(Photo-based referring expression data)
((

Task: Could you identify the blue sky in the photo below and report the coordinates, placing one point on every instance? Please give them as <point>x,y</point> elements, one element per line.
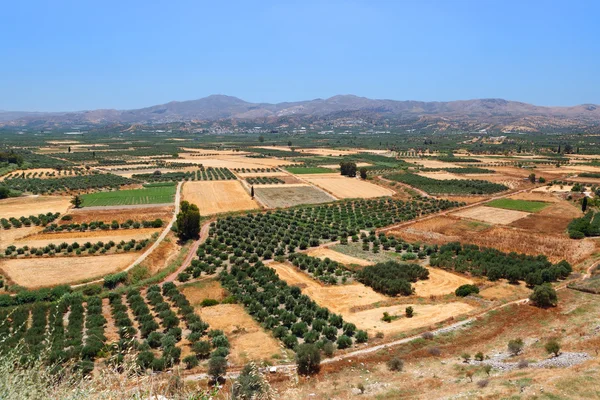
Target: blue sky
<point>75,55</point>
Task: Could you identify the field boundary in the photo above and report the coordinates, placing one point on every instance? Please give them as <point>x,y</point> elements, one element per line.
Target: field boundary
<point>154,245</point>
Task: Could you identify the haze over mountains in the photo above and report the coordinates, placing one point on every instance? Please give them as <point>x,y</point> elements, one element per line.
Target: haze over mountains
<point>463,114</point>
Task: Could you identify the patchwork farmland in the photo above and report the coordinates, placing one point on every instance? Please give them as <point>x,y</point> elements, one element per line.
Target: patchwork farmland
<point>287,254</point>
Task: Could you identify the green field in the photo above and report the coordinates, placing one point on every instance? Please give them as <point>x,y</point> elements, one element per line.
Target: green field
<point>310,170</point>
<point>148,195</point>
<point>518,205</point>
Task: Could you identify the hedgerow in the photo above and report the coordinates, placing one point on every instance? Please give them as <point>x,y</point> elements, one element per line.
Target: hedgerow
<point>76,183</point>
<point>450,186</point>
<point>40,220</point>
<point>392,278</point>
<point>494,264</point>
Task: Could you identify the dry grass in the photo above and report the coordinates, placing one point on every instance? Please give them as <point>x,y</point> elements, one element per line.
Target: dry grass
<point>213,197</point>
<point>343,187</point>
<point>324,252</point>
<point>492,215</point>
<point>208,289</point>
<point>136,214</point>
<point>33,205</point>
<point>425,315</point>
<point>43,239</point>
<point>163,255</point>
<point>248,340</point>
<point>440,282</point>
<point>340,299</point>
<point>291,195</point>
<point>51,271</point>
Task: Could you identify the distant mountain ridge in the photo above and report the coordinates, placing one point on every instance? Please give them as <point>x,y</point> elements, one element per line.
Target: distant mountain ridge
<point>460,114</point>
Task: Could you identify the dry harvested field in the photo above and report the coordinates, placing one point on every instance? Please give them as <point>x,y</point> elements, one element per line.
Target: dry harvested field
<point>440,282</point>
<point>553,189</point>
<point>248,340</point>
<point>506,239</point>
<point>338,298</point>
<point>503,290</point>
<point>136,214</point>
<point>10,236</point>
<point>337,166</point>
<point>232,161</point>
<point>33,205</point>
<point>425,315</point>
<point>343,187</point>
<point>43,239</point>
<point>291,195</point>
<point>257,174</point>
<point>33,171</point>
<point>328,152</point>
<point>208,289</point>
<point>324,252</point>
<point>213,197</point>
<point>40,272</point>
<point>553,219</point>
<point>430,163</point>
<point>535,196</point>
<point>443,176</point>
<point>491,215</point>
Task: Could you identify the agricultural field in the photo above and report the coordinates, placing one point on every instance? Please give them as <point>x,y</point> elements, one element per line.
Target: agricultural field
<point>44,272</point>
<point>150,194</point>
<point>218,196</point>
<point>309,170</point>
<point>518,205</point>
<point>17,207</point>
<point>343,187</point>
<point>452,186</point>
<point>279,197</point>
<point>492,215</point>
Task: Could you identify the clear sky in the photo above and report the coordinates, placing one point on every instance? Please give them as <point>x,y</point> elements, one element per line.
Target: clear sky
<point>86,54</point>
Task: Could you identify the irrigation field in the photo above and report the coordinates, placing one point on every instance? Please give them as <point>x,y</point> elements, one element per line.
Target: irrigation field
<point>159,194</point>
<point>518,205</point>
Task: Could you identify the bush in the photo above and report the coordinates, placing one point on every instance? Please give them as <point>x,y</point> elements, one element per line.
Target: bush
<point>308,359</point>
<point>217,366</point>
<point>209,302</point>
<point>515,346</point>
<point>465,290</point>
<point>544,296</point>
<point>190,361</point>
<point>553,347</point>
<point>395,364</point>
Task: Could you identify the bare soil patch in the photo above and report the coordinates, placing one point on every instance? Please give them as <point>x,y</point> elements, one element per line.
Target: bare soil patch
<point>248,340</point>
<point>288,196</point>
<point>425,315</point>
<point>440,282</point>
<point>213,197</point>
<point>344,187</point>
<point>443,176</point>
<point>33,205</point>
<point>338,298</point>
<point>209,289</point>
<point>51,271</point>
<point>10,236</point>
<point>324,252</point>
<point>492,215</point>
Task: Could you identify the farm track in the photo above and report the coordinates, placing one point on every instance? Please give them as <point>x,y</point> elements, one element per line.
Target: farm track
<point>191,253</point>
<point>452,210</point>
<point>158,241</point>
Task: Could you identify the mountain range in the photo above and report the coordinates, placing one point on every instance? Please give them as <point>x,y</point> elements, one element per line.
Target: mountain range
<point>488,114</point>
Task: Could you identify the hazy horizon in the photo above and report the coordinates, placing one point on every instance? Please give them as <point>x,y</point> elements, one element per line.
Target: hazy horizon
<point>70,56</point>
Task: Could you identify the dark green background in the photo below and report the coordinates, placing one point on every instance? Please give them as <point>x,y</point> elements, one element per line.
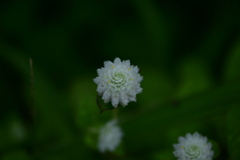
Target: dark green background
<point>188,53</point>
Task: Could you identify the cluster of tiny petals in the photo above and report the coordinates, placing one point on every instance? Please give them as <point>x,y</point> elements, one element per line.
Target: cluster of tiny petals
<point>110,136</point>
<point>193,147</point>
<point>118,82</point>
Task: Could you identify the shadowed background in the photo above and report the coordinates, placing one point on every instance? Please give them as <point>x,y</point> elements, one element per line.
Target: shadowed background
<point>188,54</point>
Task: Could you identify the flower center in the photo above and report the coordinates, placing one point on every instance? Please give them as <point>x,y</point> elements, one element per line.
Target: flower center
<point>119,79</point>
<point>194,151</point>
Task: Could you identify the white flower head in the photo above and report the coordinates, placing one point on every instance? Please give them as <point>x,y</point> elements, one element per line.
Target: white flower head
<point>118,82</point>
<point>110,136</point>
<point>193,147</point>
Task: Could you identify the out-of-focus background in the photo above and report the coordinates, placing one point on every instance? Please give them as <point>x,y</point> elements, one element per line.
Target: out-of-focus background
<point>188,53</point>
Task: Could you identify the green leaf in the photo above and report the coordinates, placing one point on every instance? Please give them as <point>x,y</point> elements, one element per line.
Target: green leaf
<point>233,132</point>
<point>233,65</point>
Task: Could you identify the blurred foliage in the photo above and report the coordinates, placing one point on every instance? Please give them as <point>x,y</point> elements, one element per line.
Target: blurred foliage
<point>188,53</point>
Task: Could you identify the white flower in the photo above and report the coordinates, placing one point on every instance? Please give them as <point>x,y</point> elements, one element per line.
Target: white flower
<point>118,82</point>
<point>193,147</point>
<point>110,136</point>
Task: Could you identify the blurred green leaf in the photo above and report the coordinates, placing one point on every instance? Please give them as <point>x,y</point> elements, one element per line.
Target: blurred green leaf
<point>233,132</point>
<point>103,106</point>
<point>233,63</point>
<point>18,154</point>
<point>195,77</point>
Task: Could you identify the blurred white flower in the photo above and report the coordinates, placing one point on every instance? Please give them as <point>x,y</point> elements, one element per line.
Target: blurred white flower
<point>118,82</point>
<point>110,136</point>
<point>193,147</point>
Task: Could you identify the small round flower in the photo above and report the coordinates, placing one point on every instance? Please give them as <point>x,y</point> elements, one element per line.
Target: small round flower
<point>193,147</point>
<point>118,82</point>
<point>110,136</point>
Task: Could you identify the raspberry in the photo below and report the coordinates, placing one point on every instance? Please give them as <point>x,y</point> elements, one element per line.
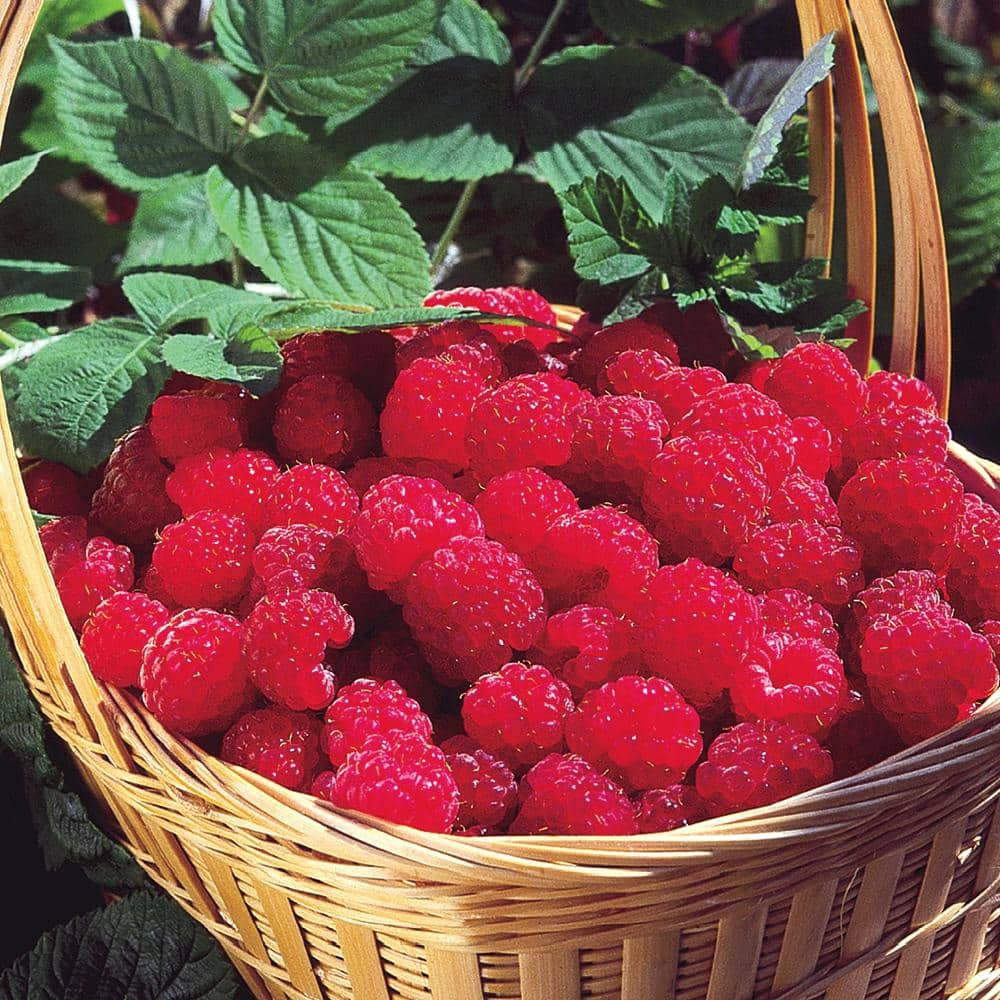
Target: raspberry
<point>637,730</point>
<point>596,556</point>
<point>697,624</point>
<point>115,634</point>
<point>131,504</point>
<point>564,795</point>
<point>585,647</point>
<point>523,422</point>
<point>518,507</point>
<point>407,782</point>
<point>427,411</point>
<point>663,809</point>
<point>706,495</point>
<point>369,708</point>
<point>323,418</point>
<point>798,681</point>
<point>233,482</point>
<point>757,763</point>
<point>509,301</point>
<point>486,785</point>
<point>925,672</point>
<point>903,512</point>
<point>205,560</point>
<point>800,498</point>
<point>795,614</point>
<point>817,380</point>
<point>403,521</point>
<point>193,678</point>
<point>280,745</point>
<point>820,561</point>
<point>311,494</point>
<point>285,641</point>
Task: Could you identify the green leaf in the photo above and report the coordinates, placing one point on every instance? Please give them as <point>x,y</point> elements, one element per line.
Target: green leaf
<point>451,115</point>
<point>139,111</point>
<point>136,948</point>
<point>85,390</point>
<point>763,146</point>
<point>174,227</point>
<point>326,233</point>
<point>36,286</point>
<point>325,58</point>
<point>647,116</point>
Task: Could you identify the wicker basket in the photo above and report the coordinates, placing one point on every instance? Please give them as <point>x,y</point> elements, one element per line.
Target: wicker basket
<point>885,885</point>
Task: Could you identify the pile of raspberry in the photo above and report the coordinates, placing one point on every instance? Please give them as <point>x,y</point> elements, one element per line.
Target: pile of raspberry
<point>494,578</point>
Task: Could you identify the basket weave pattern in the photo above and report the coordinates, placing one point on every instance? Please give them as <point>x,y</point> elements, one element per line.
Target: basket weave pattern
<point>885,886</point>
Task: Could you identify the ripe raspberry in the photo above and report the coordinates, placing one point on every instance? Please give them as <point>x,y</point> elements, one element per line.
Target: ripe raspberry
<point>369,708</point>
<point>820,561</point>
<point>925,672</point>
<point>233,482</point>
<point>280,745</point>
<point>523,422</point>
<point>696,625</point>
<point>285,642</point>
<point>323,418</point>
<point>406,781</point>
<point>817,380</point>
<point>757,763</point>
<point>311,494</point>
<point>205,560</point>
<point>564,795</point>
<point>403,521</point>
<point>518,507</point>
<point>131,504</point>
<point>800,498</point>
<point>903,512</point>
<point>663,809</point>
<point>486,784</point>
<point>706,495</point>
<point>115,634</point>
<point>193,678</point>
<point>637,730</point>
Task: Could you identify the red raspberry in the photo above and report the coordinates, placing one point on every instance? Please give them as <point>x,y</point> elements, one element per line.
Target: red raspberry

))

## What is being asked
The data above holds the lines to copy: start at the one with "Task: Could you identify the dark", stop at the one with "Task: Could you identify the blurred foliage", include both, copy them exactly without pictures, and copy nothing else.

## Problem solution
Task: Could you identify the dark green background in the photo below and report the coordinates, placing one point on every instance? Please give them as <point>x,y</point> elements, one element per line.
Target: dark green background
<point>188,53</point>
Task: Could you identify the cluster of tiny petals in the photo above and report the coordinates, placing one point on every instance? Please give them as <point>x,y</point> elements, one element per line.
Target: cluster of tiny petals
<point>110,136</point>
<point>193,147</point>
<point>118,82</point>
Task: Could you identify the shadowed background in the photo above and report the coordinates, placing one point on every instance? Please give them as <point>x,y</point> elements, one element per line.
Target: shadowed background
<point>188,54</point>
Task: Could you identify the flower center in the photo above and report the coordinates, placing one point on every instance? Please give them as <point>x,y</point> elements, one element per line.
Target: flower center
<point>119,79</point>
<point>194,151</point>
Task: Could you identify the white flower head in the photo above and report the coordinates, placing one point on every instance? Please give them as <point>x,y</point> elements, one element per line.
Target: white flower head
<point>118,82</point>
<point>110,136</point>
<point>193,147</point>
Task: Could you identify the out-of-focus background in the photo above and report the coordinates, placing one point on every instance? Please give them as <point>x,y</point> elements, one element per line.
Target: out-of-focus background
<point>188,53</point>
Task: Could you identify the green leaf in the photo above and report the coordinates, placing one point on every instance? Please give them as <point>x,y</point> elements, one element per line.
Target: green leaf
<point>233,132</point>
<point>233,65</point>
Task: Could you identify the blurred foliage in the photo above and report the coordinates, placing one point on every instance? Please give them as <point>x,y</point> elements, one element per line.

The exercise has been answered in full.